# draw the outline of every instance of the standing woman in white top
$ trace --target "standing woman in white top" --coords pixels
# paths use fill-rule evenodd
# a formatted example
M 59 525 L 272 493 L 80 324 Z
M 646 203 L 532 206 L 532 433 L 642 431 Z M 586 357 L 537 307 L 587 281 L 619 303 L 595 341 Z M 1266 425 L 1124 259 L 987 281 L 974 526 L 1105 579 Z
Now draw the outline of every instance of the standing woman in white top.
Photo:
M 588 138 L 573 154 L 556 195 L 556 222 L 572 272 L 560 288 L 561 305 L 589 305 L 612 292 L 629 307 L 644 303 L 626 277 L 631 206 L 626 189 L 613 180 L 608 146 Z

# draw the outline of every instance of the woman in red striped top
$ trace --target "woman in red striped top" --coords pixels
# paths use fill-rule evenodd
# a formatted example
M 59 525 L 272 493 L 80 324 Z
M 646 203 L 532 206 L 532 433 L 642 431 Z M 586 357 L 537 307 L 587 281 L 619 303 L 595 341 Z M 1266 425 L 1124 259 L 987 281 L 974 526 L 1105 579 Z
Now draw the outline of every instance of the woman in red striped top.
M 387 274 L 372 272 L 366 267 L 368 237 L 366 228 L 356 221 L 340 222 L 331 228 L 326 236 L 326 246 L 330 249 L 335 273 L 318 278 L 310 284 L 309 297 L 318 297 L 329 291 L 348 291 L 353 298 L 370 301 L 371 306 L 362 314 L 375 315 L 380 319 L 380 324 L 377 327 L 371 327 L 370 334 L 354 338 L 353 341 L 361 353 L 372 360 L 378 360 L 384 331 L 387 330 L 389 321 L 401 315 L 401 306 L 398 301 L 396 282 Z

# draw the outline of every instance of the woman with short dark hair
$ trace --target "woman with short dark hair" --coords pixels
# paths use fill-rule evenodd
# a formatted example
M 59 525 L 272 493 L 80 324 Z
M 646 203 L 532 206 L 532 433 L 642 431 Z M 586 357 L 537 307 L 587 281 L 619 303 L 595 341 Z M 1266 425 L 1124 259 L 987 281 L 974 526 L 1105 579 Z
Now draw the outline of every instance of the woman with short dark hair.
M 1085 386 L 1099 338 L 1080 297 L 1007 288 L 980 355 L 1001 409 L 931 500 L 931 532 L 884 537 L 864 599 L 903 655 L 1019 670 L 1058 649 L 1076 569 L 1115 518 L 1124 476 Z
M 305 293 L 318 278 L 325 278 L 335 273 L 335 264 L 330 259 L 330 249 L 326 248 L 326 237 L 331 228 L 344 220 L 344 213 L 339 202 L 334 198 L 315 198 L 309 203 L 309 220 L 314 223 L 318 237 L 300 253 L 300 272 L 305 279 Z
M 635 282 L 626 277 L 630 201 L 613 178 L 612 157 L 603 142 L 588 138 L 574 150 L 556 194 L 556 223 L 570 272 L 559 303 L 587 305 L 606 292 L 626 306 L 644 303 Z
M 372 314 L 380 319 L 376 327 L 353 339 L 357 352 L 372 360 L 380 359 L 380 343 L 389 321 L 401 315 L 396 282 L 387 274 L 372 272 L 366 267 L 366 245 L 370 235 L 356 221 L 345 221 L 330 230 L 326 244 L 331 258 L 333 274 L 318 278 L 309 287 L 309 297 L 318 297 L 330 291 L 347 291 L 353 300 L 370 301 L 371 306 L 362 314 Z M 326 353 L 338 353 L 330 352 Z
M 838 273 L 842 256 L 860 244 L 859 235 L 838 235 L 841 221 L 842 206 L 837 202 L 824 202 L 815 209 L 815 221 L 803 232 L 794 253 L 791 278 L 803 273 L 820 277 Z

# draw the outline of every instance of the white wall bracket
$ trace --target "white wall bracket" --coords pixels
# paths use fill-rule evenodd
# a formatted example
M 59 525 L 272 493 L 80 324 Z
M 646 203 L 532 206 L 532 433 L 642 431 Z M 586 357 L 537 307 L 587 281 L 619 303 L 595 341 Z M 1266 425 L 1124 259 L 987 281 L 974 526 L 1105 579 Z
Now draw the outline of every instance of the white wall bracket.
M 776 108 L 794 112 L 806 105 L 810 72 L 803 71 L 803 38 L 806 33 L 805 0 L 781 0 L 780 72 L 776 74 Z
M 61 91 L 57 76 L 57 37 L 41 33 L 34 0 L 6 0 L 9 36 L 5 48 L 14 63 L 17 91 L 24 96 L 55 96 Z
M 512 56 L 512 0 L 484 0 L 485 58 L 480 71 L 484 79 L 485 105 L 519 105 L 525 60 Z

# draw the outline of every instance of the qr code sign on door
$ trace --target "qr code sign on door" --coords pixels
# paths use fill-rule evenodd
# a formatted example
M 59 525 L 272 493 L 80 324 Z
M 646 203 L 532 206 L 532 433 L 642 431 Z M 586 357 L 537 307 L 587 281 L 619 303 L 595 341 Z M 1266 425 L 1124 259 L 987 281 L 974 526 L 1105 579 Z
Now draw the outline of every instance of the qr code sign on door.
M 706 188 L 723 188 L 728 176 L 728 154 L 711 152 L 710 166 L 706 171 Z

= = = = = = =

Copy out all of the lines above, substituting "a worked example" for each occurrence of "a formatted example" and leaving everything else unchanged.

Reply
# draw the outline of every instance of the standing woman in white top
$ trace --target "standing woman in white top" --coords pixels
# paths use fill-rule evenodd
# a worked example
M 59 525 L 272 493 L 80 324 Z
M 646 203 L 532 206 L 532 433 L 642 431 Z M 586 357 L 537 307 L 587 281 L 619 303 L 595 341 Z M 1266 425 L 1124 259 L 987 281 L 974 526 L 1105 579 Z
Now draw the outline of every instance of the standing woman in white top.
Photo:
M 588 138 L 573 154 L 556 195 L 556 222 L 572 272 L 560 288 L 561 305 L 589 305 L 612 292 L 629 307 L 644 303 L 626 277 L 631 206 L 626 189 L 613 180 L 608 146 Z

# draw the outline of every instance of the woman in red striped top
$ trace --target "woman in red striped top" --coords pixels
# paths use fill-rule evenodd
# a worked example
M 59 525 L 272 493 L 80 324 Z
M 646 203 L 532 206 L 532 433 L 642 431 Z M 586 357 L 537 307 L 587 281 L 619 303 L 595 341 Z M 1266 425 L 1124 259 L 987 281 L 974 526 L 1105 579 Z
Now draw the outline of every instance of the woman in red striped top.
M 387 274 L 372 272 L 366 267 L 368 237 L 366 228 L 356 221 L 340 222 L 331 228 L 326 236 L 326 246 L 330 249 L 335 273 L 318 278 L 310 284 L 309 297 L 318 297 L 329 291 L 348 291 L 353 298 L 370 301 L 371 306 L 362 314 L 375 315 L 380 319 L 380 324 L 377 327 L 371 327 L 370 334 L 354 338 L 353 341 L 361 353 L 372 360 L 378 360 L 384 331 L 387 330 L 389 321 L 401 315 L 401 306 L 398 301 L 396 282 Z

# draw the outline of every instance of the woman with short dark hair
$ trace --target "woman with short dark hair" --coords pixels
# paths use fill-rule evenodd
# a worked example
M 59 525 L 272 493 L 80 324 Z
M 646 203 L 532 206 L 532 433 L 642 431 Z M 586 357 L 537 307 L 587 281 L 619 303 L 595 341 Z M 1266 425 L 1124 259 L 987 281 L 974 526 L 1105 579 Z
Now draw the outline of every instance of the woman with short dark hair.
M 1085 386 L 1099 338 L 1080 297 L 1007 288 L 980 355 L 1001 409 L 931 500 L 931 532 L 884 537 L 864 599 L 903 655 L 1019 670 L 1058 649 L 1076 569 L 1115 518 L 1124 476 Z
M 305 293 L 318 278 L 325 278 L 335 273 L 335 264 L 330 259 L 330 249 L 326 248 L 326 237 L 331 228 L 344 220 L 344 213 L 339 202 L 334 198 L 315 198 L 309 203 L 309 220 L 314 223 L 318 237 L 300 253 L 300 272 L 305 279 Z
M 635 282 L 626 277 L 630 201 L 613 178 L 612 157 L 603 142 L 588 138 L 574 150 L 556 194 L 556 223 L 570 272 L 559 303 L 587 305 L 606 292 L 626 306 L 644 303 Z
M 372 314 L 380 319 L 376 327 L 353 339 L 357 352 L 372 360 L 380 359 L 380 343 L 389 321 L 401 315 L 396 282 L 387 274 L 372 272 L 366 267 L 366 245 L 370 235 L 356 221 L 345 221 L 330 230 L 326 244 L 331 258 L 333 274 L 318 278 L 309 287 L 309 297 L 318 297 L 330 291 L 347 291 L 353 300 L 370 301 L 371 306 L 362 314 Z M 326 353 L 338 353 L 330 352 Z
M 838 273 L 842 256 L 860 244 L 859 235 L 838 235 L 841 221 L 842 206 L 837 202 L 824 202 L 815 209 L 815 221 L 803 232 L 794 253 L 791 278 L 803 273 L 820 277 Z

# draw the outline of every instance of the white wall bracket
$ trace --target "white wall bracket" --coords pixels
# paths use fill-rule evenodd
# a worked example
M 59 525 L 272 493 L 80 324 Z
M 646 203 L 532 206 L 532 433 L 642 431 Z M 586 357 L 537 307 L 587 281 L 619 303 L 595 341 Z M 1266 425 L 1124 259 L 987 281 L 974 526 L 1105 579 Z
Now draw the outline of every instance of the white wall bracket.
M 776 108 L 794 112 L 806 105 L 810 72 L 803 71 L 803 38 L 806 33 L 805 0 L 781 0 L 780 72 L 776 74 Z
M 61 91 L 57 76 L 57 37 L 41 33 L 34 0 L 6 0 L 9 36 L 5 48 L 14 63 L 17 91 L 24 96 L 55 96 Z
M 512 56 L 512 0 L 484 0 L 485 58 L 480 71 L 484 79 L 485 105 L 519 105 L 525 60 Z

# draw the outline of every instance of the qr code sign on door
$ trace --target "qr code sign on door" --coords pixels
# paths use fill-rule evenodd
# a worked example
M 59 525 L 272 493 L 80 324 Z
M 646 203 L 532 206 L 532 433 L 642 431 Z M 586 357 L 537 307 L 587 281 L 619 303 L 595 341 Z M 1266 425 L 1124 259 L 987 281 L 974 526 L 1105 579 Z
Now draw the outline of every instance of the qr code sign on door.
M 706 188 L 723 188 L 728 176 L 728 154 L 711 152 L 710 166 L 706 171 Z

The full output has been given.